▶ _TASK INSTRUCTIONS_
• 1. From the text about feeling judged, list the things the writer says the other person's hints are often about.
• 2. Carry on the text about feeling judged, picking up right after its final sentence.

▶ _TEXT BLOCK_
====================
They keep saying everything is fine when I ask if theyre upset with me, but almost every conversation we have they drop some hint theyre mad at me or judging me in some way. (Often about how I manage money, my time, or my health.)
But theyre also sneaky about it in a way I cant call them out on it without them being able to deny it.
They also compete with me by suggesting their problems are worse than mine, or complain when I can do something they cant. Usually to invalidate the things Im going through or to suggest their needs are more important than mine.
And finally, theres a hobby they love and every chance they get they try to convince me to do it with them. Usually I try to put some time aside to do just that but lately Ive been sick so havent been able to join them. It takes a lot of energy.
But now if I do anything else, they make a comment about it (aka you cant be that sick if you can do that) or insult it (insinuate its no good and they wouldnt do it), and then bring up their hobby again (aka if your well to do that then do this with me.) Its unfair because the things Im doing are chores/needs, and the few things I do that are fun are way less difficult and take less time than their hobby. Its just little things to pass the time while sick. Im not avoiding their hobby, its just too hard for me right now!
But honestly, even when we do their hobby (I often push myself), they then sometimes make comments that Im enjoying it wrong too, so I really cant win anyway!
====================
▶ _RAW RECORDS_
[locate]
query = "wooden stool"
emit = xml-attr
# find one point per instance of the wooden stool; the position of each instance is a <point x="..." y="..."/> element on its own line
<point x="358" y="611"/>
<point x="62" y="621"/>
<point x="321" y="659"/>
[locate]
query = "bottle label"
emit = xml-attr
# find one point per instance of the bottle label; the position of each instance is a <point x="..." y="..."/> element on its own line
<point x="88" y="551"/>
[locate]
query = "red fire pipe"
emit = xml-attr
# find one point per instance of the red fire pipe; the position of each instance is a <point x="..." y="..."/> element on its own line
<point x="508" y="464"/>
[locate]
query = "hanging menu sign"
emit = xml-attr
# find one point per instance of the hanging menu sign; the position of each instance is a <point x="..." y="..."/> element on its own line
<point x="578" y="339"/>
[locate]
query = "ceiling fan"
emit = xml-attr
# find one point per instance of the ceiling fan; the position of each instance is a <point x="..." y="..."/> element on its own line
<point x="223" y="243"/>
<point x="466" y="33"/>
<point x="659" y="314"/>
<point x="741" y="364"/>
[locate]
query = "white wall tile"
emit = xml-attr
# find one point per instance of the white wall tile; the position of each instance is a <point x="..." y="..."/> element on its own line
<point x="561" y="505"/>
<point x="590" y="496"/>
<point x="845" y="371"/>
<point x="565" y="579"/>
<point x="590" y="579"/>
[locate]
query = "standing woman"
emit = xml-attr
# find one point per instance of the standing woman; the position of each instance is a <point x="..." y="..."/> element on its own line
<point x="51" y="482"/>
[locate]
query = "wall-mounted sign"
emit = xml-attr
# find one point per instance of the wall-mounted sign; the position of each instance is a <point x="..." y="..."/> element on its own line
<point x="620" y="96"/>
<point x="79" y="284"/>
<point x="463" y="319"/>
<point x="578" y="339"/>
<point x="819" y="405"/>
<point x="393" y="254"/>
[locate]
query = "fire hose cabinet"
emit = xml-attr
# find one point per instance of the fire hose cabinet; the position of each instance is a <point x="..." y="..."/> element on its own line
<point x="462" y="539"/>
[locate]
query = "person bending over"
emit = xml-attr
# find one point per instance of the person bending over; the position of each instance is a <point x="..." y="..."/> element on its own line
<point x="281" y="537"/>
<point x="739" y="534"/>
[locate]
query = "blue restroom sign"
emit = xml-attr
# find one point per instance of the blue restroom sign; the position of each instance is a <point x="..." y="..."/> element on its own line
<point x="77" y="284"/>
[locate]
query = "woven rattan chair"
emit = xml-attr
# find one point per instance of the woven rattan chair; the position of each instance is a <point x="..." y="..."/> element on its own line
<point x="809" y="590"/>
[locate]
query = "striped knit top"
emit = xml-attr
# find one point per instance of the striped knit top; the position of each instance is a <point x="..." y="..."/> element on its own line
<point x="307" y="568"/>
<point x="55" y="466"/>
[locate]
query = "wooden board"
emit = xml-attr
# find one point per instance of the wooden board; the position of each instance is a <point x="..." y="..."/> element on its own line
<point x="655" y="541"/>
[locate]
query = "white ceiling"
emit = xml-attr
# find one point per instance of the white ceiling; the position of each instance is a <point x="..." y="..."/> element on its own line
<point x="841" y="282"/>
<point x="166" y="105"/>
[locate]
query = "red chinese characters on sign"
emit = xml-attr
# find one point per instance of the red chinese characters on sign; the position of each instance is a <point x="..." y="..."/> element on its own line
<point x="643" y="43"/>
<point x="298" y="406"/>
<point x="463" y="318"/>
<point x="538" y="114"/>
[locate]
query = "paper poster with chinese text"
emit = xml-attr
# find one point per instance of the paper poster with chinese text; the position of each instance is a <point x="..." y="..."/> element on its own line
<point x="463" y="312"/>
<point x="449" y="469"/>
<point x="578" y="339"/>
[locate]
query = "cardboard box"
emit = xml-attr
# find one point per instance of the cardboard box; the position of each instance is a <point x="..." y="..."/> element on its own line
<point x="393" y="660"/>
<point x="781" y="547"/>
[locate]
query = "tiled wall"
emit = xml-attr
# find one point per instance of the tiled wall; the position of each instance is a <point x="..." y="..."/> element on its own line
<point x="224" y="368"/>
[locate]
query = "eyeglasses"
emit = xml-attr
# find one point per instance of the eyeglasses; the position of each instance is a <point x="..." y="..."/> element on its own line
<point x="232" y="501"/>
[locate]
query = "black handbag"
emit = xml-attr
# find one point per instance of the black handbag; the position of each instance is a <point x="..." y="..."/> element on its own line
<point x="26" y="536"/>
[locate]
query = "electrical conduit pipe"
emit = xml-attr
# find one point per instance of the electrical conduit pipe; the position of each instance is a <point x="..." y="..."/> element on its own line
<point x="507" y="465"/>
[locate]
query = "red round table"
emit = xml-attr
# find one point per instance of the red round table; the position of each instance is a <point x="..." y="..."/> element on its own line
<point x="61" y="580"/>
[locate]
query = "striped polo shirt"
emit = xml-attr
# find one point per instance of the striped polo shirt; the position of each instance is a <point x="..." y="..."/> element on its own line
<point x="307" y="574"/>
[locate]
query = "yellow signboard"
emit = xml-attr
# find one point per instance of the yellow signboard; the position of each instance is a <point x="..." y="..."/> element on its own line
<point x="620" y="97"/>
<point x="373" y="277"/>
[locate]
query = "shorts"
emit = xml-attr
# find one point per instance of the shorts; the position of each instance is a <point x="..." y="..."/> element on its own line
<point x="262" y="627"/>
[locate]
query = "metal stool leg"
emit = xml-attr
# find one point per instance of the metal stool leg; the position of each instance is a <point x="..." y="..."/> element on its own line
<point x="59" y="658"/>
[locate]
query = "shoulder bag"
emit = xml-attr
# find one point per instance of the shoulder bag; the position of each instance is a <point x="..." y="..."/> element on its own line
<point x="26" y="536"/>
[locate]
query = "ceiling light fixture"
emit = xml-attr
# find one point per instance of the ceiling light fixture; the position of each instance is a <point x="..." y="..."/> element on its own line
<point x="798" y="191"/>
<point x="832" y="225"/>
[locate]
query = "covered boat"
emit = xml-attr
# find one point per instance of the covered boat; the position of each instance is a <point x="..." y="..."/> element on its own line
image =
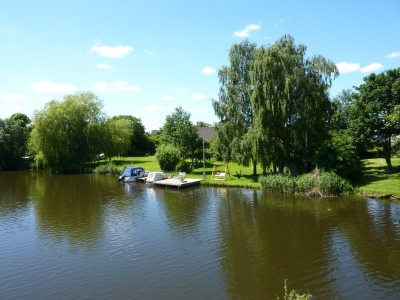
<point x="155" y="176"/>
<point x="131" y="174"/>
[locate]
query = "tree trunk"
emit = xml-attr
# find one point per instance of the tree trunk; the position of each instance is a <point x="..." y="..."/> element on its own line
<point x="387" y="150"/>
<point x="254" y="168"/>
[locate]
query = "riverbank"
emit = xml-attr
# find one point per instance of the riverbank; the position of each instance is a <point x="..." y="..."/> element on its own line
<point x="375" y="181"/>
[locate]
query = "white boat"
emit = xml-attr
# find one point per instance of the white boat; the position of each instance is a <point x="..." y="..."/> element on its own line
<point x="155" y="176"/>
<point x="131" y="174"/>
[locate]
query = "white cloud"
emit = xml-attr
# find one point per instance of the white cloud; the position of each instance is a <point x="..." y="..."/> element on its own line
<point x="372" y="67"/>
<point x="168" y="98"/>
<point x="103" y="66"/>
<point x="198" y="96"/>
<point x="208" y="70"/>
<point x="179" y="89"/>
<point x="49" y="87"/>
<point x="115" y="87"/>
<point x="101" y="86"/>
<point x="345" y="67"/>
<point x="393" y="55"/>
<point x="14" y="97"/>
<point x="114" y="52"/>
<point x="153" y="108"/>
<point x="245" y="32"/>
<point x="149" y="52"/>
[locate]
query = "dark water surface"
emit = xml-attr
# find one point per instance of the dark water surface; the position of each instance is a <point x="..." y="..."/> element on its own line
<point x="90" y="237"/>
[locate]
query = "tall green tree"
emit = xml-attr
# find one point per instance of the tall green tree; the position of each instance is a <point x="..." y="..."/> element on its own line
<point x="140" y="142"/>
<point x="376" y="100"/>
<point x="69" y="132"/>
<point x="342" y="105"/>
<point x="181" y="133"/>
<point x="13" y="140"/>
<point x="233" y="107"/>
<point x="290" y="102"/>
<point x="117" y="134"/>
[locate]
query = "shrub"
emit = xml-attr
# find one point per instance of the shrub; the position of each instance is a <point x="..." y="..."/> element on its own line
<point x="317" y="183"/>
<point x="109" y="168"/>
<point x="293" y="295"/>
<point x="339" y="155"/>
<point x="183" y="166"/>
<point x="167" y="157"/>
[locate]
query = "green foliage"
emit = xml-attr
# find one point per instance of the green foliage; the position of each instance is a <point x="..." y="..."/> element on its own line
<point x="140" y="141"/>
<point x="181" y="133"/>
<point x="340" y="110"/>
<point x="318" y="183"/>
<point x="234" y="108"/>
<point x="69" y="132"/>
<point x="109" y="169"/>
<point x="167" y="157"/>
<point x="339" y="155"/>
<point x="117" y="133"/>
<point x="290" y="103"/>
<point x="183" y="166"/>
<point x="273" y="104"/>
<point x="13" y="141"/>
<point x="293" y="295"/>
<point x="370" y="121"/>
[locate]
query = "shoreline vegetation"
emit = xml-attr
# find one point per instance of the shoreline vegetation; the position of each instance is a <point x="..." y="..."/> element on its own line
<point x="375" y="181"/>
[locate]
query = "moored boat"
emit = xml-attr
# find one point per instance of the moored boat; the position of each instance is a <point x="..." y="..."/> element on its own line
<point x="155" y="176"/>
<point x="131" y="174"/>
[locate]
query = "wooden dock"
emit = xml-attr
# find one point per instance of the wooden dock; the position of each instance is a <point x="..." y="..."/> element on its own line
<point x="187" y="182"/>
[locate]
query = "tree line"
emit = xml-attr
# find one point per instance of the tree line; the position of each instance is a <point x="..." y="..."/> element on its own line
<point x="273" y="107"/>
<point x="69" y="133"/>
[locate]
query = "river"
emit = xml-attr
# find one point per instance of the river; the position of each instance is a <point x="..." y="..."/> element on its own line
<point x="90" y="237"/>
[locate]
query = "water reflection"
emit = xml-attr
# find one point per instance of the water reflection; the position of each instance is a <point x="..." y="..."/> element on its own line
<point x="162" y="243"/>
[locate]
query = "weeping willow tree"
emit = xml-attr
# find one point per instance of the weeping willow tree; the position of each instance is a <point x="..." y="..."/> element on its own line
<point x="273" y="104"/>
<point x="233" y="107"/>
<point x="68" y="133"/>
<point x="290" y="102"/>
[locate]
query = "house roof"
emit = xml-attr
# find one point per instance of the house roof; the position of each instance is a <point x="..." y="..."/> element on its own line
<point x="208" y="132"/>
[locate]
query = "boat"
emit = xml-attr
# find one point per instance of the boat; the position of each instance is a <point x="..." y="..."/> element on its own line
<point x="155" y="176"/>
<point x="131" y="174"/>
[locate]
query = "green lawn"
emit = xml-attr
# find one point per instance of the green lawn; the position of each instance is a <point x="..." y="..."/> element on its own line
<point x="151" y="164"/>
<point x="377" y="181"/>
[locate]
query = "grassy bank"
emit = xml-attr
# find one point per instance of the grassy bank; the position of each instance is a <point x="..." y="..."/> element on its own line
<point x="150" y="164"/>
<point x="376" y="181"/>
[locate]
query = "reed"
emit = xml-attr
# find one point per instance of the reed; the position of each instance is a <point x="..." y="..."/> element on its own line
<point x="317" y="183"/>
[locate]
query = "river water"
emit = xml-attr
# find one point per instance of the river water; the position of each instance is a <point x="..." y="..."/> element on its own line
<point x="90" y="237"/>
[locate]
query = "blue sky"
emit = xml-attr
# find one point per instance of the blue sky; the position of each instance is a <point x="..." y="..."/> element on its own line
<point x="144" y="58"/>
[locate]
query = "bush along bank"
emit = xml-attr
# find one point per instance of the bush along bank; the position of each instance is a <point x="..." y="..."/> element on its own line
<point x="316" y="183"/>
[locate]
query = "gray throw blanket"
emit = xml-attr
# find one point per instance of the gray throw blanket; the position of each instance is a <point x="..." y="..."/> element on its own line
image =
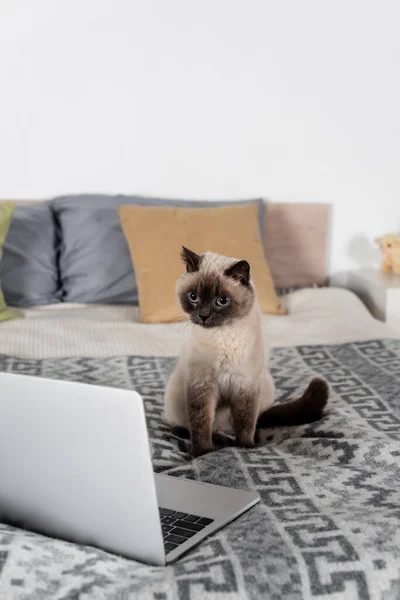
====================
▶ _EXPECTED ANSWERS_
• 1.
How the writer manages:
- money
- time
- health

• 2.
All and all, I dont know how to cope with this. I really wish theyd just talk to me outright so we can figure out a compromise or I can stand up for myself at least.
Ive tried to gently bring it up so as not to cause a fight, but when I do, they deny it or say they didnt mean it that way. So it doesnt work.
And unfortunately because they make comments so often, Im paranoid at everything they say now. I think, is this another hint? Is this about me? Are they mad again? I dont even know anymore! I never used to feel this anxious talking to them. It used to be easy. And now I think, how can I can I confront them if I doubt myself? If I dont know if it is always about me?
And the worst part, despite the fact their my best friend... lately I havent been wanting to talk to them, or hang out with them. Not out of spite, but because their comments make me so stressed, I dont have fun anymore. I feel controlled and bullied. I admittedly, want to avoid them and I feel like a jerk for it.
So is there a way to confront them on this because I dont know how, Im so scared that if I confront them more aggressively on this, their going to hate me and deny it again anyway. But if I dont, I worry Ill destroy our friendship anyway because Im withdrawing more and more, and I think its only making them angrier. But what can I do, they wont talk to me about it!? Can I fix this at all?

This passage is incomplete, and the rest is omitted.